§ TASK OBJECTIVE: Duplicate every line of the material below word for word, with no changes.

_ _ _ _ _ _ _

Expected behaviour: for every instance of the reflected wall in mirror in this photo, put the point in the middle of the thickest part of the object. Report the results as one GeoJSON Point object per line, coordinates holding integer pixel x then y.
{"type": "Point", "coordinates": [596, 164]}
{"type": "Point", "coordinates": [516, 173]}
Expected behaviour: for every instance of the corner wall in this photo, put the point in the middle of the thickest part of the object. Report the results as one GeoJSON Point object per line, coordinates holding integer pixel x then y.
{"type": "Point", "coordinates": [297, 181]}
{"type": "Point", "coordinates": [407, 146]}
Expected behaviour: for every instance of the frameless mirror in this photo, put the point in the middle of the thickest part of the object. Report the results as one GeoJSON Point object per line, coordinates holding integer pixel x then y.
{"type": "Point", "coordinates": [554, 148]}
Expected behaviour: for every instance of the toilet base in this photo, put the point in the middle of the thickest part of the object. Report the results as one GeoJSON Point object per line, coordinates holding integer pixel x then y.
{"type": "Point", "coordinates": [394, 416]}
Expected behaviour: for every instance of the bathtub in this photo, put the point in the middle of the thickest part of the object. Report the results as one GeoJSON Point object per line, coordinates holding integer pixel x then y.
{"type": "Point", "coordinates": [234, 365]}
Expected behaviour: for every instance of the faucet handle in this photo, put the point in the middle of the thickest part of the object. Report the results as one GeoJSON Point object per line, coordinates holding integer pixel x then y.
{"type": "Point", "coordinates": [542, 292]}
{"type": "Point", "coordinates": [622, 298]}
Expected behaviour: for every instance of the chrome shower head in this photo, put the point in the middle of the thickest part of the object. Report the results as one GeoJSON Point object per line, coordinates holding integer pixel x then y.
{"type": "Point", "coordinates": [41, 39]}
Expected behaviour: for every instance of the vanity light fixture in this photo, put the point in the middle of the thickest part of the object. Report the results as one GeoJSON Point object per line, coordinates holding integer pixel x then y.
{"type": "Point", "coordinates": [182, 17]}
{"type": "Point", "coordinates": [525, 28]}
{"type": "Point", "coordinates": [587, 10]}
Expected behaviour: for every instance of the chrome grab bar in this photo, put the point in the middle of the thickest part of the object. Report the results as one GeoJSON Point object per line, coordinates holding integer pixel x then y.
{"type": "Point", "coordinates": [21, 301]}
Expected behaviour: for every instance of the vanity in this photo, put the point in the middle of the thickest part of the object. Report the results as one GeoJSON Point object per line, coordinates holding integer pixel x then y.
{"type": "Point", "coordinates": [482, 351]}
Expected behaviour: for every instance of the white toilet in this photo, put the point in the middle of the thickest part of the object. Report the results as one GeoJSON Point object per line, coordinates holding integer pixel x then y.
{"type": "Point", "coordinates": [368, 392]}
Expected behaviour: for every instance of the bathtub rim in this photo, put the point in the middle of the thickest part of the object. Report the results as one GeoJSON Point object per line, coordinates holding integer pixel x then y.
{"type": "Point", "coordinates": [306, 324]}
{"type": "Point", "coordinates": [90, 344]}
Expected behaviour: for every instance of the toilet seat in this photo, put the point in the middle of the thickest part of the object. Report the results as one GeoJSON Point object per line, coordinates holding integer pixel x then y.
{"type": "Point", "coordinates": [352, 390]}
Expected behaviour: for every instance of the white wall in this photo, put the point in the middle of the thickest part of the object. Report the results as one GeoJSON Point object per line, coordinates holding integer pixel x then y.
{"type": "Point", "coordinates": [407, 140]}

_ _ _ _ _ _ _

§ RESULT:
Expected behaviour: for every instance of the reflected wall in mirror in this photo, put the point in the middle of the thickest part of the object. Report the results as one GeoJSON Point object per line, coordinates holding integer pixel x then y.
{"type": "Point", "coordinates": [596, 164]}
{"type": "Point", "coordinates": [516, 173]}
Expected behaviour: for every instance of the corner wall in this photo, put the point in the middle of the thickest part of the object. Report the results as one GeoJSON Point object per line, coordinates holding integer pixel x then y.
{"type": "Point", "coordinates": [297, 181]}
{"type": "Point", "coordinates": [407, 146]}
Expected behaviour: for every instance of the frameless mirror in this photo, put the point in the middle of the thickest part of the object. Report the results as one GeoJSON Point object per line, coordinates holding integer pixel x then y.
{"type": "Point", "coordinates": [554, 148]}
Expected behaviour: for every instance of the toilet base in this photo, put the point in the middle of the thickest part of the object. Report the results as one GeoJSON Point object per line, coordinates holding integer pixel x then y.
{"type": "Point", "coordinates": [394, 416]}
Expected behaviour: for every instance of the bathtub in this photo, put the point in the middle of the thickest part of the object. Report the results as one GeoJSON Point object per line, coordinates holding integer pixel x then y.
{"type": "Point", "coordinates": [234, 365]}
Expected behaviour: for every instance of the faucet handle in this photo, put the point in the middle of the thickest part of the object. Report the results as one GeoJSON Point object per line, coordinates holding integer pixel x then y.
{"type": "Point", "coordinates": [542, 292]}
{"type": "Point", "coordinates": [622, 298]}
Expected behaviour: for every instance of the chrome shower head in this photo, put the point in the middle of the thickest part of the object. Report the results as one GeoJSON Point object per line, coordinates holding integer pixel x then y.
{"type": "Point", "coordinates": [41, 39]}
Expected behaviour: for every instance of the vanity light fixture in this photo, put the point in the middle of the thickest part of the object. Report the results as one GeoJSON Point object per line, coordinates holding integer pixel x then y.
{"type": "Point", "coordinates": [182, 17]}
{"type": "Point", "coordinates": [525, 28]}
{"type": "Point", "coordinates": [587, 10]}
Expected behaviour: for every instance of the chrome grab bar in this photo, put the point in the middle of the thickest part of the object. Report the results as one GeoJSON Point object per line, coordinates holding integer pixel x then y.
{"type": "Point", "coordinates": [21, 301]}
Expected behaviour: for every instance of the vanity in this photo, put the point in the middle of the thickest part of the object. Report the results as one GeoJSON Point object per line, coordinates holding integer pixel x then y.
{"type": "Point", "coordinates": [482, 351]}
Expected behaviour: for every instance of the white toilet in this photo, put the point in the middle of the thickest part of the object. Report the results as one GeoJSON Point object per line, coordinates holding integer pixel x then y.
{"type": "Point", "coordinates": [368, 392]}
Expected behaviour: for every instance of the bathtub rim in this photo, put the point in the middle of the thickest part of the object. Report the results as one GeoJSON Point object per line, coordinates holding integer pixel x then y.
{"type": "Point", "coordinates": [306, 324]}
{"type": "Point", "coordinates": [90, 344]}
Expected behaviour: for every instance of the toilet seat in this photo, put the point in the middle of the thickest part of the object. Report the results as one GeoJSON Point object per line, coordinates holding integer pixel x then y.
{"type": "Point", "coordinates": [352, 390]}
Expected behaviour: for every instance of the white wall in this photo, put the point in the middle of the thickest part of the object. Report the results as one GeoJSON Point object per line, coordinates holding integer pixel x then y.
{"type": "Point", "coordinates": [407, 140]}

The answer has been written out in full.